Problem a. Print the listing lines verbatim, starting at the line that contains "Pick out the man's" and ending at the line that contains "(1220, 450)". Omit the pictures.

Passage.
-- Start --

Representative results for crossdocking using (a) Vina-Vina and (b) custom-custom. Each plot shows all the results of docking, cross-minimization, and self minimization of a compound with respect to RMSD (y-axis) and deviation from the experimental affinity (x-axis). The horizontal line indicates the 2Å RMSD cutoff for a successful pose. For each set of plots, all docking, scoring, and minimization was done in the context of the indicated scoring function. Vina scores, which are energies, are converted to ‘pK’ values using a temperature of 298K.

Sampling Problems

Successful docking for chk1 and erk2 was limited primarily by sampling. This is shown in Figure 5(b), where for more than half the compounds neither of the docking methods generated any pose with ≤2Å RMSD. Docking erk2 compounds with Vina finds a low RMSD pose for only a single compound, compared to docking with our custom scoring function which found a low RMSD pose for 5/12 compounds. For chk1, a low RMSD pose is sampled for 2/16 compounds with Vina and 7/16 compounds with our custom scoring function. Increasing the amount of stochastic search by setting the exhaustiveness level to 50 while scoring with Vina significantly improves chk1 (7/16 low RMSD poses are found), but gives only a small improvement for erk2 (2/12 low RMSD poses are found). Interestingly, when scoring with our custom scoring function, increasing the search exhaustiveness did not improve our sampling performance, which was already significantly better than with Vina scoring (details are provided in Supplemental Figure 42). This demonstrates that modifying the scoring function used to guide docking may be a more efficient means of improving sampling compared to simply increasing the number of random trials in a stochastic method.

-- End --

Problem b. Output the complete passage on docking and sampling problems verbatim.

Material supplied.
-- Start --

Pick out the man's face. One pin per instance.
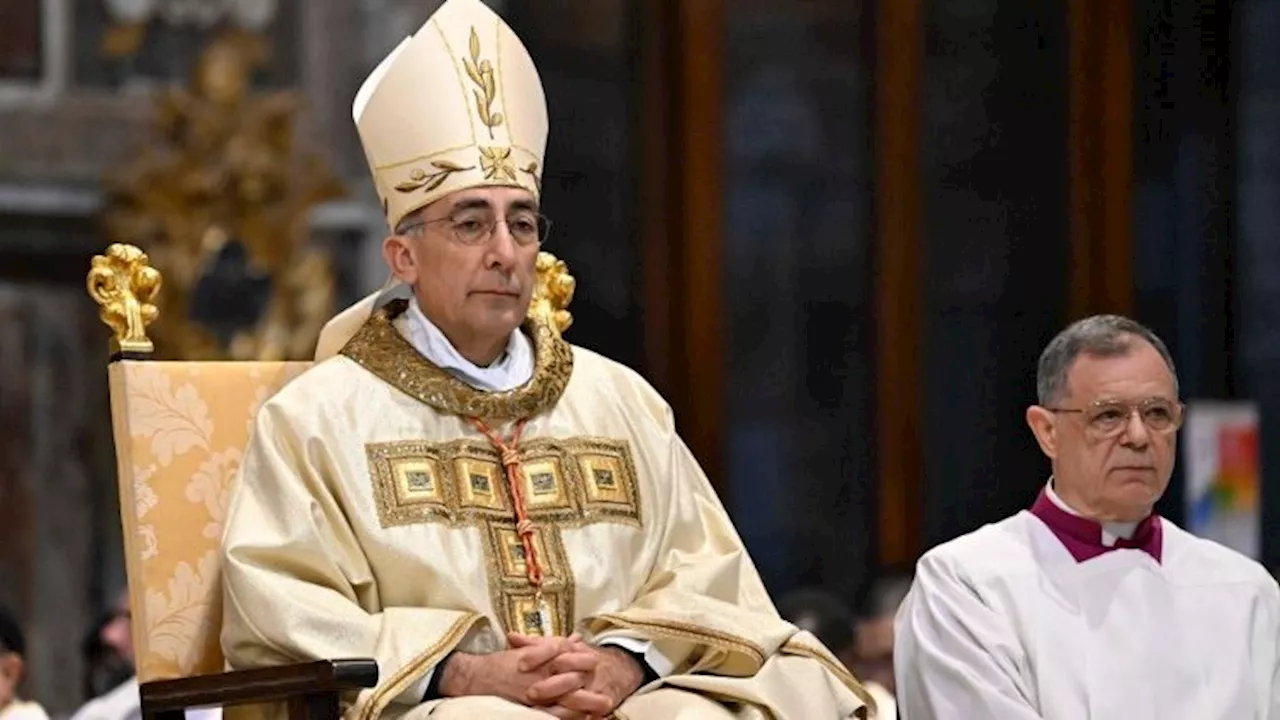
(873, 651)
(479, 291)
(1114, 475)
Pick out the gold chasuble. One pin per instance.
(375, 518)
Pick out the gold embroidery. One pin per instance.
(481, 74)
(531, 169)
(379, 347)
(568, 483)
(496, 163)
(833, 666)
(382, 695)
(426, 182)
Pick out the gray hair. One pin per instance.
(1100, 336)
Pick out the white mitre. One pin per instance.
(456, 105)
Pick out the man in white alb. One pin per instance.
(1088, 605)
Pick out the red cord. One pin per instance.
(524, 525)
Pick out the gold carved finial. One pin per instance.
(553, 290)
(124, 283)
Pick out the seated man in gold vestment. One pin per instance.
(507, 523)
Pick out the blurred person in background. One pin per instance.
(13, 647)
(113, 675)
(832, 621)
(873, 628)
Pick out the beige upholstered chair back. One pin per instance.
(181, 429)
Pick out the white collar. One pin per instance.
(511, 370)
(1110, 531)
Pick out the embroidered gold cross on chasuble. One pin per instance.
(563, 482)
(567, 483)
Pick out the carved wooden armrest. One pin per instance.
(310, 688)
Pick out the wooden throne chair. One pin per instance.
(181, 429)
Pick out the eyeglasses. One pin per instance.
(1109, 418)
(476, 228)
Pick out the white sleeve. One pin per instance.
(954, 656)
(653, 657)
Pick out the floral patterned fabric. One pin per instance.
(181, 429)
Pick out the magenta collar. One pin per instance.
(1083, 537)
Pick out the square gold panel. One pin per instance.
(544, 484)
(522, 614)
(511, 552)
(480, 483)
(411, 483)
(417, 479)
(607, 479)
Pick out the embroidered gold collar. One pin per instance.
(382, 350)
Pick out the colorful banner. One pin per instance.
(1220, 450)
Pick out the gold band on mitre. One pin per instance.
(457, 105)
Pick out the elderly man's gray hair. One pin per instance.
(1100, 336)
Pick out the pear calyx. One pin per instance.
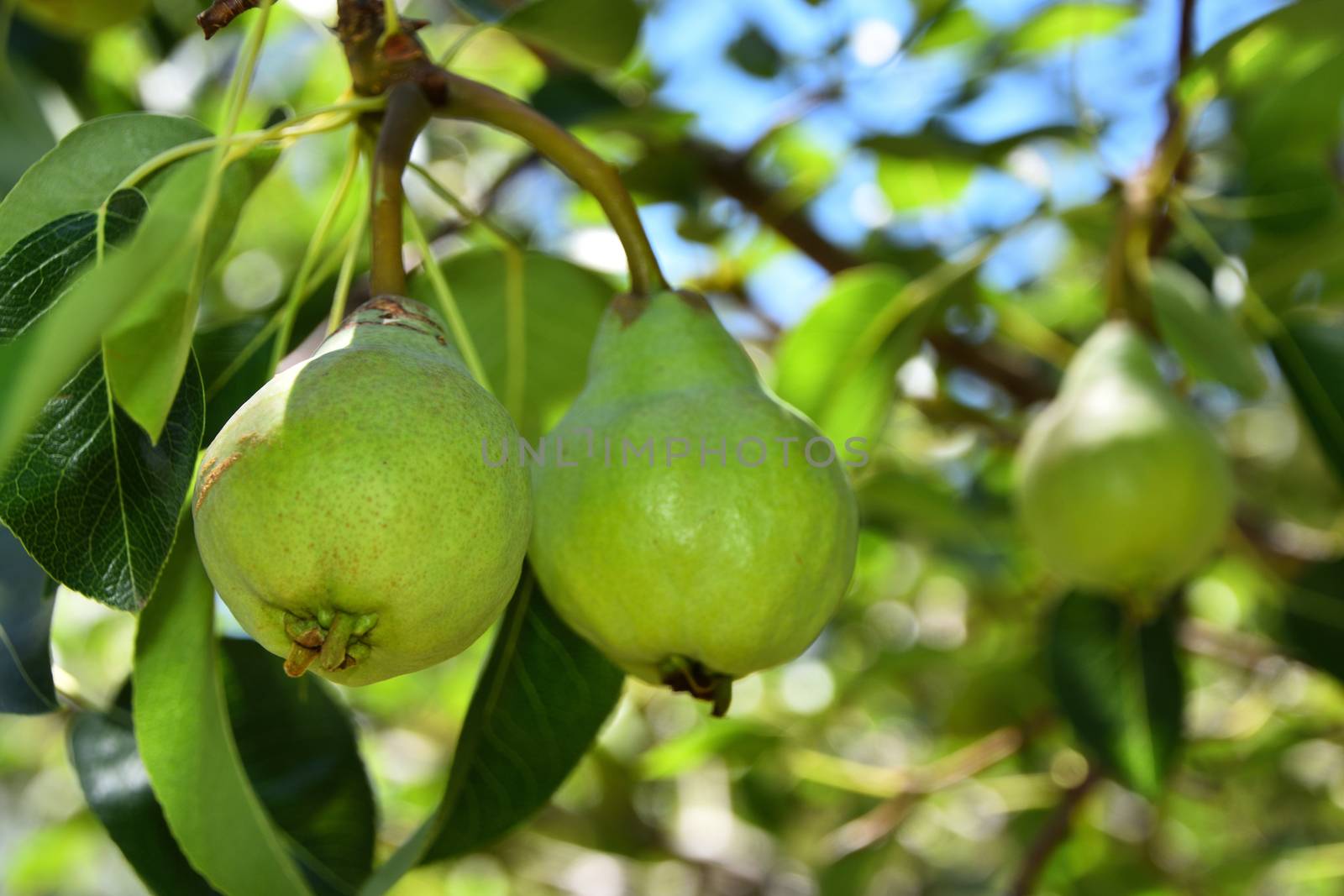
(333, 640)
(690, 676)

-- End --
-- Start --

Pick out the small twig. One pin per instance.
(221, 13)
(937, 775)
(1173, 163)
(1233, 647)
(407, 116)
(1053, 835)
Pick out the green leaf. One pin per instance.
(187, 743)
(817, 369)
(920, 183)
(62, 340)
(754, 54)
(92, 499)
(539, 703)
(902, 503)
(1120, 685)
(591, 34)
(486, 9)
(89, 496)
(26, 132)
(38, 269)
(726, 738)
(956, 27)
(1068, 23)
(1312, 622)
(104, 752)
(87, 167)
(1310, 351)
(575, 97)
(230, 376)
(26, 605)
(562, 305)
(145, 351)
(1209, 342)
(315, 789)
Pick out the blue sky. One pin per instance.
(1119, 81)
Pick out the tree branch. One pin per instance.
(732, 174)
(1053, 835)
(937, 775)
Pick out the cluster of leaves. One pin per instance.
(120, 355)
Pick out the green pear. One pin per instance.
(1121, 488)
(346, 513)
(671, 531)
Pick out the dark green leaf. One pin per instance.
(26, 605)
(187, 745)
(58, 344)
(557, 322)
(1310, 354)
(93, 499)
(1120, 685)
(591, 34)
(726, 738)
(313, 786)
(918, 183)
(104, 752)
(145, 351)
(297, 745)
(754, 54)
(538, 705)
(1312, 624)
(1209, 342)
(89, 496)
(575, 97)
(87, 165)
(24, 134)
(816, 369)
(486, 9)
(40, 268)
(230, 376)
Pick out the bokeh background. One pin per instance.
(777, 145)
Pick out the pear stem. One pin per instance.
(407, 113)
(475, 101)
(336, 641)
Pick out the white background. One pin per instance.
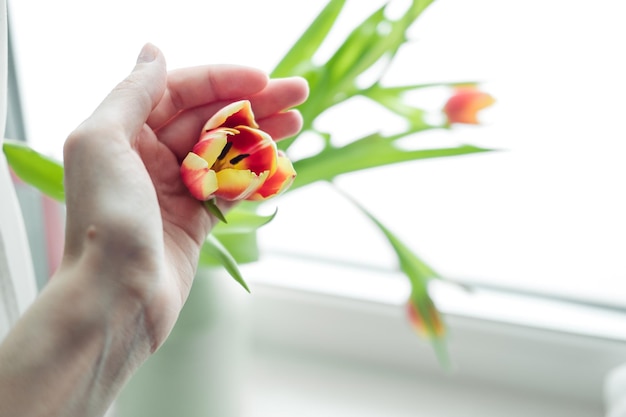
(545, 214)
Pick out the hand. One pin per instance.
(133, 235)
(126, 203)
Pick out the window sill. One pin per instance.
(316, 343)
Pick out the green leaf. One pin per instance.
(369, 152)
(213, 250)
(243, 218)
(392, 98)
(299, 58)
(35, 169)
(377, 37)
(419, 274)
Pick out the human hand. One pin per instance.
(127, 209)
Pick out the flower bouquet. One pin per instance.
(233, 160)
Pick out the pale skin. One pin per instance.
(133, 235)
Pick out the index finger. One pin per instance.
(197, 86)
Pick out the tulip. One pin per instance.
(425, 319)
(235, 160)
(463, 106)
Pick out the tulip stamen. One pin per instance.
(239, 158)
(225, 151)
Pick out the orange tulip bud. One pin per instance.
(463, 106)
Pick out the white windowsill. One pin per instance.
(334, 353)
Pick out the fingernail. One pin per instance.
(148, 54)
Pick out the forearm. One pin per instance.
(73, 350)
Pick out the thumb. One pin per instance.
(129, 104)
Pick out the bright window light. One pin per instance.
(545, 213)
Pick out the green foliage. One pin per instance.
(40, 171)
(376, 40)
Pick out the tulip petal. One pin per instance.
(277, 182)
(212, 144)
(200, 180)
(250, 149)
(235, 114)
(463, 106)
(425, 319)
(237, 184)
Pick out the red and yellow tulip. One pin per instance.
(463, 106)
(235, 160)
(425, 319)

-- End --
-- Start --

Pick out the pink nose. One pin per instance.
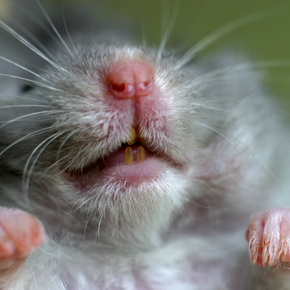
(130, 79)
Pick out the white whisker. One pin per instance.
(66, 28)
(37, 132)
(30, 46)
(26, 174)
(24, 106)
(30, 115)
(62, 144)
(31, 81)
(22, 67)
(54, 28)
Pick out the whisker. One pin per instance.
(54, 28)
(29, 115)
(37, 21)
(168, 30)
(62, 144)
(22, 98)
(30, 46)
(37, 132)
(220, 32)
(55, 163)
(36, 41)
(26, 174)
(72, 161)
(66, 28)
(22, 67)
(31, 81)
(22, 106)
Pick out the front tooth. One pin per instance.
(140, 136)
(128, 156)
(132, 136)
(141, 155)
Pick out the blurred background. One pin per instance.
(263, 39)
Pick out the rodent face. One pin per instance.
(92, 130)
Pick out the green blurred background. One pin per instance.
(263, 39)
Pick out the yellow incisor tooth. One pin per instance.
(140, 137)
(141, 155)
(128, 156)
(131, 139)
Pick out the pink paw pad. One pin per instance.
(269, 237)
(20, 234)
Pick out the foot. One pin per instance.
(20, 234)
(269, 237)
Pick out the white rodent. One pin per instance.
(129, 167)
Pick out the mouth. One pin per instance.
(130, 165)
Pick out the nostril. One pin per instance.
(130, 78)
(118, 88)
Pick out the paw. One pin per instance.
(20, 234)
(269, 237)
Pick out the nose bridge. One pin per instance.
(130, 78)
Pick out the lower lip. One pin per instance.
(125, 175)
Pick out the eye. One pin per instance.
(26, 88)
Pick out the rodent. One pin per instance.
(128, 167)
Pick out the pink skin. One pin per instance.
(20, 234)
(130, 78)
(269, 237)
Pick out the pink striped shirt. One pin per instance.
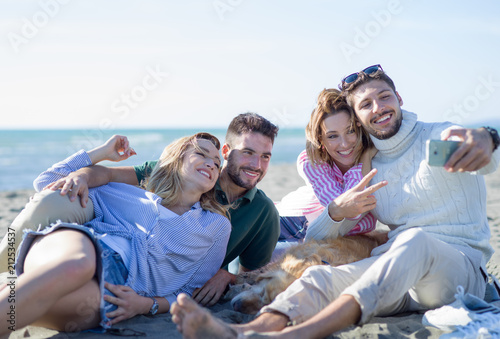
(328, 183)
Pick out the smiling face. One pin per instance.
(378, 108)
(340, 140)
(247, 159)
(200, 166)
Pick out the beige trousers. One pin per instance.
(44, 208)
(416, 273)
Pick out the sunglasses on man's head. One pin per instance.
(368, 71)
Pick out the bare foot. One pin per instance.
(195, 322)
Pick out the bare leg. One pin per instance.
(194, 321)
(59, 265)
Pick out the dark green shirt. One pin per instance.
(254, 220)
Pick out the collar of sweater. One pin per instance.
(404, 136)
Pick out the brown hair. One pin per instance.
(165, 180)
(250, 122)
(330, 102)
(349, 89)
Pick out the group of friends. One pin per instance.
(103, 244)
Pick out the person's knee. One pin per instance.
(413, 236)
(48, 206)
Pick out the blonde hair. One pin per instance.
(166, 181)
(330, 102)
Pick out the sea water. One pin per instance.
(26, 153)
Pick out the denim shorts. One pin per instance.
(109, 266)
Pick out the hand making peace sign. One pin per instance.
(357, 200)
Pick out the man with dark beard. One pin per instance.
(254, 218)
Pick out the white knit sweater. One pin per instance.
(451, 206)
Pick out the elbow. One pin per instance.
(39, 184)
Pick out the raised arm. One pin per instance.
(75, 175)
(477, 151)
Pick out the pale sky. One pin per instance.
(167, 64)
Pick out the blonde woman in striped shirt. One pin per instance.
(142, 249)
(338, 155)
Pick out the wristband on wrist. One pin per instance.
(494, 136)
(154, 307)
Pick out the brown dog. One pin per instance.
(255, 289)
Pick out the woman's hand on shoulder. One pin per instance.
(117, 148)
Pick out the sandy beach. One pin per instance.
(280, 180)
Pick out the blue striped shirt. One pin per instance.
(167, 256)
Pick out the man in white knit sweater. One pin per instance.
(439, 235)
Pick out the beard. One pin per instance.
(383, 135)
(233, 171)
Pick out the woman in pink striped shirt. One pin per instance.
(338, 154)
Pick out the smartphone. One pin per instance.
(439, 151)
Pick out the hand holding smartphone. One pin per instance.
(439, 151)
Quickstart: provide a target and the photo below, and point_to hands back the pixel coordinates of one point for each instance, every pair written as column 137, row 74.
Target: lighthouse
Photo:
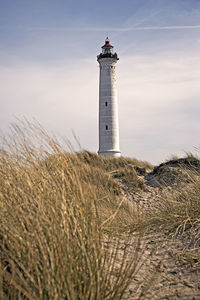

-- End --

Full output a.
Pick out the man's face. One pin per instance.
(873, 651)
(479, 291)
(1114, 475)
Pick out the gold chasuble. One pin per instance.
(375, 518)
Pick out the gold embroidery. One pin per instance.
(481, 74)
(531, 169)
(379, 347)
(568, 483)
(496, 163)
(833, 666)
(382, 695)
(426, 182)
Pick out the gray hair. One pin per instance.
(1100, 336)
Pick out the white mitre. One pin per instance.
(456, 105)
Pick out the man in white alb. One pin per instance.
(1088, 605)
Pick out the red cord. One pin per instance.
(524, 525)
Pick out the gold carved finial. One pin per instance.
(553, 290)
(124, 283)
Pick out the seated man in gold vestment. One pin per instance.
(507, 523)
Pick out the blurred person in background. One pin per instance.
(13, 647)
(113, 675)
(832, 621)
(873, 628)
Pick out the beige upholstered chair back. One pin per instance.
(181, 429)
Pick out the white collar. One pin per instance.
(511, 370)
(1110, 531)
Pick out the embroidered gold cross on chasuble. One pin per instance.
(563, 482)
(567, 483)
Pick out the carved wooden armrest. One pin per instance.
(310, 688)
Pick out the wooden throne chair. One pin per instance.
(181, 429)
Pick out the eyeglasses. One pin per instance.
(1109, 418)
(476, 228)
Pick out the white sleeve. One pin per instance.
(954, 656)
(653, 657)
Pick out the floral patterned fabric. One pin per instance.
(181, 429)
Pick out the magenta collar. One pin per instance.
(1083, 537)
Pick out the square gold panel. One pin per instance.
(544, 484)
(522, 614)
(511, 552)
(480, 483)
(411, 483)
(417, 479)
(607, 479)
Pick out the embroidered gold collar. One pin per instance.
(382, 350)
Pick out the colorful banner. One pin per instance.
(1220, 450)

Full output b.
Representative results for crossdocking using (a) Vina-Vina and (b) custom-custom. Each plot shows all the results of docking, cross-minimization, and self minimization of a compound with respect to RMSD (y-axis) and deviation from the experimental affinity (x-axis). The horizontal line indicates the 2Å RMSD cutoff for a successful pose. For each set of plots, all docking, scoring, and minimization was done in the context of the indicated scoring function. Vina scores, which are energies, are converted to ‘pK’ values using a temperature of 298K.

Sampling Problems

Successful docking for chk1 and erk2 was limited primarily by sampling. This is shown in Figure 5(b), where for more than half the compounds neither of the docking methods generated any pose with ≤2Å RMSD. Docking erk2 compounds with Vina finds a low RMSD pose for only a single compound, compared to docking with our custom scoring function which found a low RMSD pose for 5/12 compounds. For chk1, a low RMSD pose is sampled for 2/16 compounds with Vina and 7/16 compounds with our custom scoring function. Increasing the amount of stochastic search by setting the exhaustiveness level to 50 while scoring with Vina significantly improves chk1 (7/16 low RMSD poses are found), but gives only a small improvement for erk2 (2/12 low RMSD poses are found). Interestingly, when scoring with our custom scoring function, increasing the search exhaustiveness did not improve our sampling performance, which was already significantly better than with Vina scoring (details are provided in Supplemental Figure 42). This demonstrates that modifying the scoring function used to guide docking may be a more efficient means of improving sampling compared to simply increasing the number of random trials in a stochastic method.